*** Opening DATA SHOWN ***

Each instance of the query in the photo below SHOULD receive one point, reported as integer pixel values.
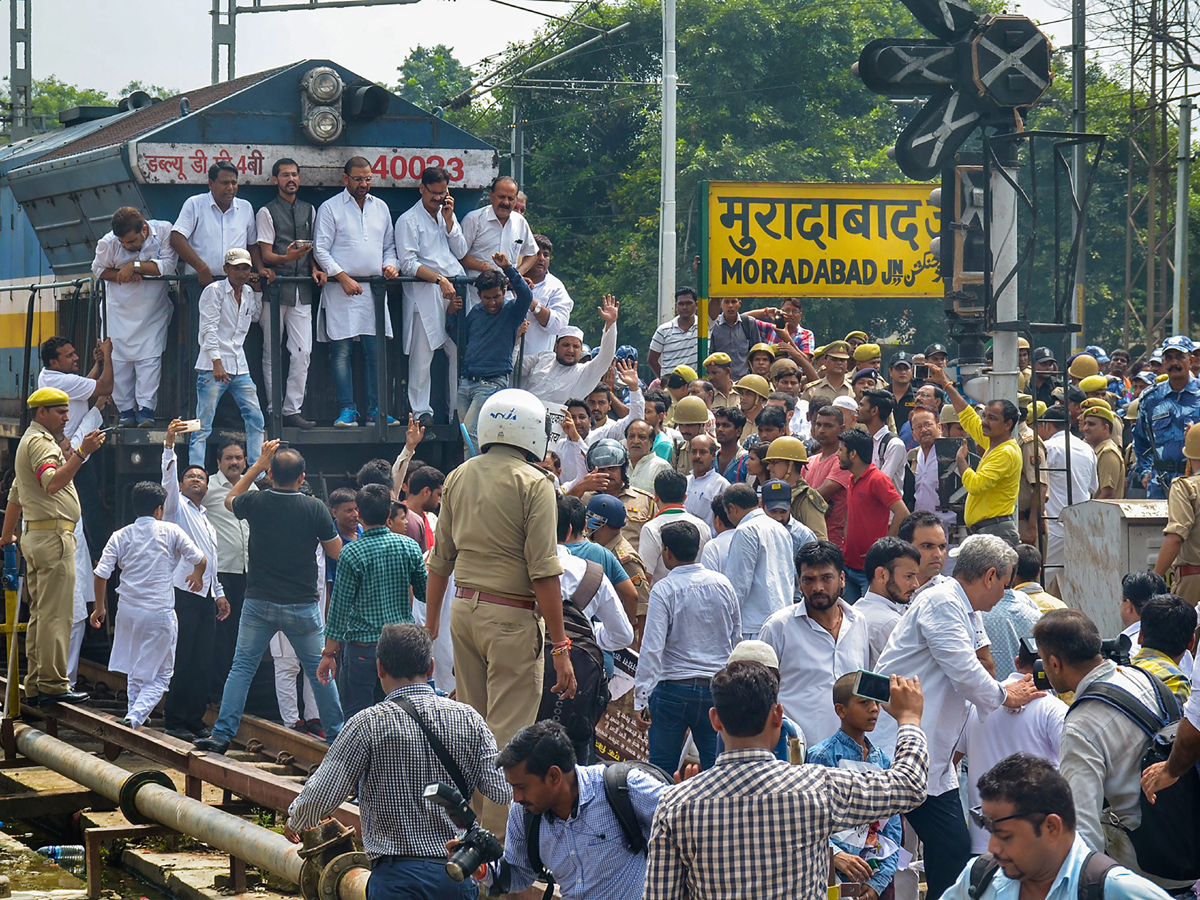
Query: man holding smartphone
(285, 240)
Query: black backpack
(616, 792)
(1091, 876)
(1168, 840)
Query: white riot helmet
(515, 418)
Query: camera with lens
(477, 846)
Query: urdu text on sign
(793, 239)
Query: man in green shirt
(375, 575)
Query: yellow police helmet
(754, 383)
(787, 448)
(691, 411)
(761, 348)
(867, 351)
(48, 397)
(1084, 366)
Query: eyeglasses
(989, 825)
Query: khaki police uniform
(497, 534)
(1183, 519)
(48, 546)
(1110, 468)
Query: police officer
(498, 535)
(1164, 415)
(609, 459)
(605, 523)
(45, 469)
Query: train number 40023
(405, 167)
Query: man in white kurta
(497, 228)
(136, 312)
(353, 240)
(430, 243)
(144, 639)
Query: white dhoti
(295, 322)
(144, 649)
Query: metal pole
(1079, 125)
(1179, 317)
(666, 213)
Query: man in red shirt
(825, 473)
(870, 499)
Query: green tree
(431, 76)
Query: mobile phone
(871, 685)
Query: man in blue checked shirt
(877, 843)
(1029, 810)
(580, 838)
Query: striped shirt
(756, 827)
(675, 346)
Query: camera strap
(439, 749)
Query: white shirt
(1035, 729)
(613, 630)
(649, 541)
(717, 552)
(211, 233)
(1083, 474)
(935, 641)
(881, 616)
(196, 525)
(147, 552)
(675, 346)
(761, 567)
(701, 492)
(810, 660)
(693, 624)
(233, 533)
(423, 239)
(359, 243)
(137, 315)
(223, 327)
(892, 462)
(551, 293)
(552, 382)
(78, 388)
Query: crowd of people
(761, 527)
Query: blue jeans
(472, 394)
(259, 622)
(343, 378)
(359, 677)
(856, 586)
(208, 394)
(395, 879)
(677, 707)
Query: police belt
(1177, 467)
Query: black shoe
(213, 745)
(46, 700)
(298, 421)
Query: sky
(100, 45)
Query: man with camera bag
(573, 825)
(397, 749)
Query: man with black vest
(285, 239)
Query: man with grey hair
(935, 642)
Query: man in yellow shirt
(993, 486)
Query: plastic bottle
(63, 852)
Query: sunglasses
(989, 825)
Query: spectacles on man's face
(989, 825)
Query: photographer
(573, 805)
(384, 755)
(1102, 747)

*** Closing DATA SHOWN ***

TASK STATEMENT = Output all lines above precisely. Pictures are to be left out.

EXPECTED ANSWER =
Each instance of the query in the photo below SHOULD receive one point, reported as integer pixel values.
Query: man holding smartphone
(285, 240)
Query: black backpack
(616, 792)
(1091, 876)
(1168, 840)
Query: white riot helmet
(515, 418)
Query: camera with lens
(477, 846)
Query: urdu text on sign
(793, 239)
Query: man in green shirt
(375, 575)
Query: yellow police helmet
(754, 383)
(787, 448)
(691, 411)
(761, 348)
(867, 351)
(48, 397)
(1084, 366)
Query: eyeglasses
(989, 825)
Query: khaki police uniform
(497, 534)
(1183, 519)
(48, 546)
(1110, 468)
Query: police officer
(498, 535)
(1164, 415)
(609, 459)
(605, 523)
(45, 469)
Query: train number 40023
(405, 167)
Query: man in white kurta
(497, 228)
(136, 312)
(353, 240)
(430, 243)
(144, 639)
Query: white dhoti
(295, 322)
(144, 649)
Query: metal pole
(1079, 125)
(1179, 317)
(666, 213)
Query: man in red shirt
(825, 473)
(870, 499)
Query: green tree
(431, 76)
Query: mobile phone
(871, 685)
Query: man in blue checked shirt
(877, 843)
(1029, 810)
(580, 838)
Query: striped shirt
(756, 827)
(675, 346)
Query: camera strap
(439, 749)
Query: white shirt
(1035, 729)
(613, 630)
(649, 541)
(717, 552)
(211, 233)
(1083, 474)
(935, 641)
(881, 616)
(196, 525)
(147, 552)
(675, 346)
(761, 567)
(701, 492)
(810, 660)
(693, 624)
(233, 533)
(423, 239)
(359, 243)
(137, 315)
(223, 327)
(892, 462)
(551, 293)
(552, 382)
(78, 388)
Query: crowd of people
(761, 527)
Query: blue jeans
(472, 394)
(259, 622)
(343, 378)
(359, 677)
(856, 586)
(208, 394)
(395, 879)
(677, 707)
Query: police belt
(1177, 467)
Query: black shoe
(213, 745)
(46, 700)
(298, 421)
Query: sky
(100, 45)
Query: man with camera bag
(573, 825)
(397, 749)
Query: man with black vest
(285, 239)
Query: man with grey hair
(935, 642)
Query: man in yellow shirt
(993, 486)
Query: plastic bottle
(63, 852)
Query: sunglasses
(989, 825)
Query: spectacles on man's face
(989, 825)
Query: photographer
(573, 805)
(384, 755)
(1102, 747)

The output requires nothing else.